> **Tarea 1**: En el texto sobre doña Martha y los migrantes, ¿qué viene a entregar la señora Martha Faber cuando toca a la puerta?
> **Tarea 2**: Prosiga el texto sobre doña Martha y los migrantes a partir de su última oración.

Uno de los hijos de doña Martha me invita a seguir, pidiéndome unos minutos para que su madre se acabe de arreglar, pues me dice, pasó una noche casi sin dormir, atendiendo a una migrante que llegó bastante enferma. Mientras espero, tocan a la puerta. Se trata de otra de las samaritanas de esta causa, la señora Martha Faber, madre del ex alcalde del municipio, quien viene a entregar unas cajas de panela y harina de cebada para coladas de los niños.
Por fin aparece nuestra protagonista. Su rostro solo refleja amabilidad y amor. Se disculpa por aparecer sin peinarse debidamente y reitera lo dicho por su hijo sobre la pesada noche afrontada. Con la amabilidad que le acompaña, me brinda un café humeante, de los mismos que prepara por cantidades para atender a los caminantes.
Tras romper el hielo con mi saludo y hablar de unas antigüedades muy llamativas que adornan la sala de su casa, le pregunto por el tema expuesto por la periodista y la razón por la que me encuentro en su casa. “Amenazas son muchas, unas veces el alcalde, otras la Secretaria de Gobierno, me dicen que si un migrante es atropellado frente a mi casa o si uno se enferma y muere, tendré que vérmelas con la ley y que toda la responsabilidad será mía. Me amenazan con aplicarme la ley de extinción de dominio de mi casa por infligir las leyes de migración en Colombia. Por bendición, la policía del alguna manera se ha solidarizado conmigo y a pesar de las órdenes del alcalde de venir a expulsar a las personas que están en mi casa, ellos solo llegan, hablan conmigo y se van; pero me da miedo que algún día lleguen y la emprendan contra esta gente que no merece este trato.”

> **Registros**:
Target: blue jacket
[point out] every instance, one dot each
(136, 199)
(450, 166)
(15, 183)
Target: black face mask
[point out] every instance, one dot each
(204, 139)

> **Respuesta 1**: Unas cajas de panela y harina de cebada para coladas de los niños.

> **Respuesta 2**:
Un presentimiento me embarga y me lleva a pensar que solo una víctima que ha vivido en carne propia el dolor, puede tener la fortaleza para enfrentar tanta infamia junta y le pregunto de manera directa, qué la motiva a ser tan persistente en esta tarea emprendida que cualquiera ya hubiera dejado a un lado. Al comienzo evasivas van y vienen, asegurando decenas de razones para hacerlo, pero al final, acompañada de una discreta lágrima, sus palabras liberan una historia que nos tuercen el alma al escucharla.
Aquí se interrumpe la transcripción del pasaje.